Legambiente Emilia-Romagna esce dal Patto per il Lavoro e il Clima della Regione Emilia-Romagna

 

Fonte Legambiente Emilia-Romagna

Azioni non in linea con gli obiettivi fissati, incoerenza delle politiche pubbliche in materia ambientale e mancanza di coesione tra i firmatari alla base della scelta dell’associazione ecologista

Dopo un’esperienza durata due anni e mezzo, Legambiente Emilia-Romagna ha deciso di uscire dal gruppo di organizzazioni firmatarie del Patto per il Lavoro e il Clima promosso dalla Regione Emilia-Romagna. La scelta, maturata a seguito del confronto tra i livelli dell’associazione, è legata soprattutto alla mancanza di coerenza tra gli obiettivi indicati nel Patto e le azioni realizzate in questi anni dalla Regione.

• _OBIETTIVO 1_: Dall'elenco qui sotto estrai ogni riga che contiene la stringa "polygon". Tieni conto di maiuscole e minuscole.

• _ESTRATTI DEI DATI_:
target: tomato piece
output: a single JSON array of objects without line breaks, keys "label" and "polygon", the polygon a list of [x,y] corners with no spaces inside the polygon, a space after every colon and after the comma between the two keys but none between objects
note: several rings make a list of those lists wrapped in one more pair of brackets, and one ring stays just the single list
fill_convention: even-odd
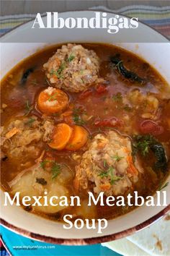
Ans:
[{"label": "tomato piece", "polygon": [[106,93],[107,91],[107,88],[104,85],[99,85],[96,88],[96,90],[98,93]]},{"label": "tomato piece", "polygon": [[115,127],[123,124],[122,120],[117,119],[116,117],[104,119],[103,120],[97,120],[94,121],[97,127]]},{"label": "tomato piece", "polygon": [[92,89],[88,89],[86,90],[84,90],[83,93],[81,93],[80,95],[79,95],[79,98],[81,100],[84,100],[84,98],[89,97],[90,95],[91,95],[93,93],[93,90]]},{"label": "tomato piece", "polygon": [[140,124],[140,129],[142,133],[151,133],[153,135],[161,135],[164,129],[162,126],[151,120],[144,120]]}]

• _OBIETTIVO 2_:
Rispondi a queste domande sul testo dedicato all'uscita di Legambiente dal Patto:
(a) Quale mancanza tra i firmatari viene citata tra i motivi della scelta?
(b) Per quanto tempo è durata l'esperienza di Legambiente Emilia-Romagna tra i firmatari del Patto?
(c) Chi ha promosso il Patto per il Lavoro e il Clima?

• _RISPOSTA SCRITTA 1_:
output: a single JSON array of objects without line breaks, keys "label" and "polygon", the polygon a list of [x,y] corners with no spaces inside the polygon, a space after every colon and after the comma between the two keys but none between objects
[{"label": "tomato piece", "polygon": [[106,93],[107,91],[107,88],[104,85],[99,85],[96,88],[96,90],[98,93]]},{"label": "tomato piece", "polygon": [[115,127],[123,124],[122,120],[117,119],[116,117],[104,119],[103,120],[97,120],[94,121],[97,127]]},{"label": "tomato piece", "polygon": [[92,89],[88,89],[86,90],[84,90],[83,93],[81,93],[80,95],[79,95],[79,98],[81,100],[84,100],[84,98],[89,97],[90,95],[91,95],[93,93],[93,90]]},{"label": "tomato piece", "polygon": [[140,124],[140,129],[142,133],[151,133],[153,135],[161,135],[164,129],[162,126],[151,120],[144,120]]}]

• _RISPOSTA SCRITTA 2_:
(a) La mancanza di coesione tra i firmatari.
(b) Due anni e mezzo.
(c) La Regione Emilia-Romagna.